Excerpted passage ::

FOMC Minutes & Rising Future Taxes, LFG Daily - October 9, 2025
- Luke Lloyd

- Oct 9
- 4 min read
Colin Symons, CIO Lloyd Financial Group

FOMC Minutes said most think it makes sense to keep easing.
The Senate rejected funding bills again as the shutdown enters a second week.
China announced export controls on rare earth materials.
While headline credit numbers still look fine, we are starting to see individual issues falter, such as subprime auto lender Tricolor and auto part company First Brands. Seeing some smoke but this can go on for a while. It has been hitting senior secured loans, private equity, and business development companies.
Taiwan Semi (TSM) reported a 31% Y/Y jump in sales, though shares were unchanged in the premarket. They report earnings next week.
What does it all mean? The market is staying resilient into earnings, but a shutdown resolution would likely be welcome news for bigger gains. Some smoke in subprime is concerning but the market can potentially ignore that for a very long time if we don’t see more trouble for a while.
Luke Lloyd, CEO Lloyd Financial Group
The Fiscal Challenge: Why Taxes Are Poised to Rise
The writing’s on the wall — taxes are likely headed higher. Here’s why, and what you can do about it.
Mounting Debt and Deficits
The U.S. debt is projected to surpass 150% of GDP within a few decades. Interest costs alone are nearing $1 trillion per year, crowding out other priorities. When spending can’t be cut, revenue must rise — meaning higher taxes are the most likely outcome.
Entitlement Pressures
Programs like Social Security and Medicare face funding shortfalls as the population ages. Politicians may talk about reform, but raising revenue is the easiest lever to pull.
Political & Market Realities
Washington’s spending appetite isn’t shrinking — from defense to green energy to social programs. If investors start doubting America’s fiscal discipline, interest rates could rise even more, forcing tax hikes to restore confidence.
Implications for Financial Planning: How to Prepare
Given the strong odds that taxes will rise, individuals, businesses, and advisors should anticipate and adapt. Here are practical considerations:
For individuals & households
Lock in favorable tax treatment while available
Accelerate income or deductions to years before tax increases.
Make use of tax-advantaged accounts (401(k), IRA, Roth, HSAs) as much as possible.
If you have flexibility, consider realizing gains or executing transactions in lower-tax years.
Diversify across tax regimes
Hold a mix of tax-deferred (traditional retirement accounts) and after-tax or tax-free (Roth) assets.
Consider municipal bonds (if in higher tax brackets) or other tax-efficient investments.
Plan for “tax shock” in retirement
Model “what-if” scenarios where your marginal tax rate increases by several percentage points.
Avoid overly aggressive withdrawal strategies that could push you into higher brackets.
Mind your deductions & credits
Don’t count permanently on deductions that might be curtailed.
Stay abreast of legislative changes (e.g. SALT deduction limits, charitable deduction rules).
Estate & gift planning
The federal estate exclusion has been rising, but its future is uncertain.
If you expect higher estate or wealth taxes, strategies such as gifting, trusts, and life insurance planning may become more valuable.
For businesses & high net worth individuals
Reassess entity structure and tax strategies
Consider whether S corporation, partnership, C corporation, or pass-through status is optimal under shifting rules.

Source information ::
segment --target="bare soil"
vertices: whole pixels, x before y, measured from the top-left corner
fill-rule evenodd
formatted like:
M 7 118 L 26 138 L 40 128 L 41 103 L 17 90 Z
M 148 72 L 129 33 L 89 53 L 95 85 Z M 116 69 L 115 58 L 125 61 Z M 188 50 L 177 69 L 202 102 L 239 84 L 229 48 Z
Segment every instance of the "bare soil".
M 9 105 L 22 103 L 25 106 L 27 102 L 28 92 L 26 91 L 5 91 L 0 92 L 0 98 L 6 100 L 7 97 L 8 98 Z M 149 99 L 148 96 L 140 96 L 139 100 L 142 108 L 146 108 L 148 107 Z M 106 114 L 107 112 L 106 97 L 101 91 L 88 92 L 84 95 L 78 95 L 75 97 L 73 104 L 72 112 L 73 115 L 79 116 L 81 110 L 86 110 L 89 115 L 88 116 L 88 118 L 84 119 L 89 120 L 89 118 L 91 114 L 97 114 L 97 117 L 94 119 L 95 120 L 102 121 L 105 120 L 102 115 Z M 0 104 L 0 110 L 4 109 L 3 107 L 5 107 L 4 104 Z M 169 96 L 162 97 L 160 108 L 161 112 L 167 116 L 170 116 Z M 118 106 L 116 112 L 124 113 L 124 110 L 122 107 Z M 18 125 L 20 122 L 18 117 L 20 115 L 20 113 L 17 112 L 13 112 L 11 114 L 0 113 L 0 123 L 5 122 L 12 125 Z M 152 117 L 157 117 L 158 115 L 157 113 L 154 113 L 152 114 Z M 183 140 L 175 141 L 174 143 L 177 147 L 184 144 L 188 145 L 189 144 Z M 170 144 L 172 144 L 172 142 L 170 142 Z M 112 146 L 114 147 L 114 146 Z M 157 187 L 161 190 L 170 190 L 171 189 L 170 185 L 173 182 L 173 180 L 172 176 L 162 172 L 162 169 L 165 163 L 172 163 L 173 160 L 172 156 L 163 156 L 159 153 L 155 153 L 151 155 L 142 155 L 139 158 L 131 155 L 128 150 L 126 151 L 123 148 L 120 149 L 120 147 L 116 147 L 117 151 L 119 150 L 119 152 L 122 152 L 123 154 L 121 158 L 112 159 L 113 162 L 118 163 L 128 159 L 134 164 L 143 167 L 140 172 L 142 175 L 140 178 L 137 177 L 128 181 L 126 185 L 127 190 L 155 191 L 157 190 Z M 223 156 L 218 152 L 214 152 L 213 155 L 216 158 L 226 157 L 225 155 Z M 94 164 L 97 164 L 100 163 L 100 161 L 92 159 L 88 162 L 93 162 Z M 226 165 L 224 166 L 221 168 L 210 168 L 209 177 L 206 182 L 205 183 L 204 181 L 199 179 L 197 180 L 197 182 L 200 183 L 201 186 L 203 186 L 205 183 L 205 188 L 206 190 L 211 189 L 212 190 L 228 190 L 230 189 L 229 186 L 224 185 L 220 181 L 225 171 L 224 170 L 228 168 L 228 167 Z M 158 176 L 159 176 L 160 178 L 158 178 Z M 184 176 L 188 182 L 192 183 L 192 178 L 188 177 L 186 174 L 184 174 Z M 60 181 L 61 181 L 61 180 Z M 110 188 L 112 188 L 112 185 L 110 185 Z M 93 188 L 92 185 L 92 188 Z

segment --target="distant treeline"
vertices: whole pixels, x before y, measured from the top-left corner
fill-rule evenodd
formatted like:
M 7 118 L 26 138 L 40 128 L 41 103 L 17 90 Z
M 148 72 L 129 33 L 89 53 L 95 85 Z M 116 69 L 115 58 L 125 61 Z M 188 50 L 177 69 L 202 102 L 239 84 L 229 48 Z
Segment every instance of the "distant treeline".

Problem :: Reproduce word for word the part of the newsletter that begins with the words containing "Taiwan Semi (TSM)" and ends with "do about it.". The rows have nothing to do with the newsletter.

Answer space ::
Taiwan Semi (TSM) reported a 31% Y/Y jump in sales, though shares were unchanged in the premarket. They report earnings next week.
What does it all mean? The market is staying resilient into earnings, but a shutdown resolution would likely be welcome news for bigger gains. Some smoke in subprime is concerning but the market can potentially ignore that for a very long time if we don’t see more trouble for a while.
Luke Lloyd, CEO Lloyd Financial Group
The Fiscal Challenge: Why Taxes Are Poised to Rise
The writing’s on the wall — taxes are likely headed higher. Here’s why, and what you can do about it.